Object location annotation data:
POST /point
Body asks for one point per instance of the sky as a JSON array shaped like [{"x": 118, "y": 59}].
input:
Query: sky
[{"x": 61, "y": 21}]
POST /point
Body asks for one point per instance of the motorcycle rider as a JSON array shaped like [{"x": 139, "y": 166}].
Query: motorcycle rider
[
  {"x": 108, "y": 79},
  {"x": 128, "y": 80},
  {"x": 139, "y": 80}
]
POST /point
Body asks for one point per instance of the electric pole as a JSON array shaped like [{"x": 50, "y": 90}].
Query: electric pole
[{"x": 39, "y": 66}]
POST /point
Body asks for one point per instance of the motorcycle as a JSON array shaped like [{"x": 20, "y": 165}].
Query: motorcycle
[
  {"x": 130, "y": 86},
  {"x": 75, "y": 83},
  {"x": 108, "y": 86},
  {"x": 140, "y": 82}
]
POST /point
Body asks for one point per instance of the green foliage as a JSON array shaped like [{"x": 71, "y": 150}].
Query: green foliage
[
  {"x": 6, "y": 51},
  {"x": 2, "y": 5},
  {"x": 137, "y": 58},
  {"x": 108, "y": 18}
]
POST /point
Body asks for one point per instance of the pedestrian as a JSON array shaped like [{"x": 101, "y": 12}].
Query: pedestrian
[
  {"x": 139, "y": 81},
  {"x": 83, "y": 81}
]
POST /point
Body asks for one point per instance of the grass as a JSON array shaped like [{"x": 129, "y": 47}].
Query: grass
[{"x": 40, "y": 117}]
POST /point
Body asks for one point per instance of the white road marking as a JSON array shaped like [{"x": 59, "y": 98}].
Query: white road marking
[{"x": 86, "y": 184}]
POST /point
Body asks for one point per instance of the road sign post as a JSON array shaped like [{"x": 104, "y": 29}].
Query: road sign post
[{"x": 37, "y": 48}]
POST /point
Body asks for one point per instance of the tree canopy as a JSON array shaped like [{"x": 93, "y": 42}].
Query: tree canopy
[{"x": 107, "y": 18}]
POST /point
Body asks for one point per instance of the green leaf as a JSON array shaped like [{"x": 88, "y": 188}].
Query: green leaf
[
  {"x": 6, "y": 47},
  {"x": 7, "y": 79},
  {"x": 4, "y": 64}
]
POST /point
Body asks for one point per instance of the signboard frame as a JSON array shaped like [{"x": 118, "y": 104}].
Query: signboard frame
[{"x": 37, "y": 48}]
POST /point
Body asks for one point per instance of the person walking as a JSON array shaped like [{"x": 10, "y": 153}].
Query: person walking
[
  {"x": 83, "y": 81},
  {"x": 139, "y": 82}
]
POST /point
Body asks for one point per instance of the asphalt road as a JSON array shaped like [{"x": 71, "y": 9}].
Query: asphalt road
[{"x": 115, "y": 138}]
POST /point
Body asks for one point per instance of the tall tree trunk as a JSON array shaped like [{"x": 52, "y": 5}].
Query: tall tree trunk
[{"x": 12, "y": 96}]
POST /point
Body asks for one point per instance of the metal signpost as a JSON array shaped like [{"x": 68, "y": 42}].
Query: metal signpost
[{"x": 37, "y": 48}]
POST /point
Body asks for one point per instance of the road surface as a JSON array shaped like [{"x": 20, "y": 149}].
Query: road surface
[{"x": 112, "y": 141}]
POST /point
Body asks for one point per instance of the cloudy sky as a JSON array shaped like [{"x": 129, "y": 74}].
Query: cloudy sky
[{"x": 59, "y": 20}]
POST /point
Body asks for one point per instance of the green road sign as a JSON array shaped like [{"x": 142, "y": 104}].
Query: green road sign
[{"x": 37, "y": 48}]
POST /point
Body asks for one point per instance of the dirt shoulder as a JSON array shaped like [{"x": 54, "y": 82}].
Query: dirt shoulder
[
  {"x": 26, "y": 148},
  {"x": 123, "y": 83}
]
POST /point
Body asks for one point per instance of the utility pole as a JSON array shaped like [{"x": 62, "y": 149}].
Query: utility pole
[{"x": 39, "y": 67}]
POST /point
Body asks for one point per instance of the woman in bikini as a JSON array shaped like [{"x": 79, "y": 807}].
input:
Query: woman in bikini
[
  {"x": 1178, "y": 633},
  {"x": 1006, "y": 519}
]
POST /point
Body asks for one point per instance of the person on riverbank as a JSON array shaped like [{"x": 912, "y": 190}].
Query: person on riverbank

### Short problem
From the items above, pull out every line that contains the string "walking".

### Response for this exercise
Body asks for one point per instance of the person walking as a JSON array shaped like [{"x": 10, "y": 153}].
Query: person walking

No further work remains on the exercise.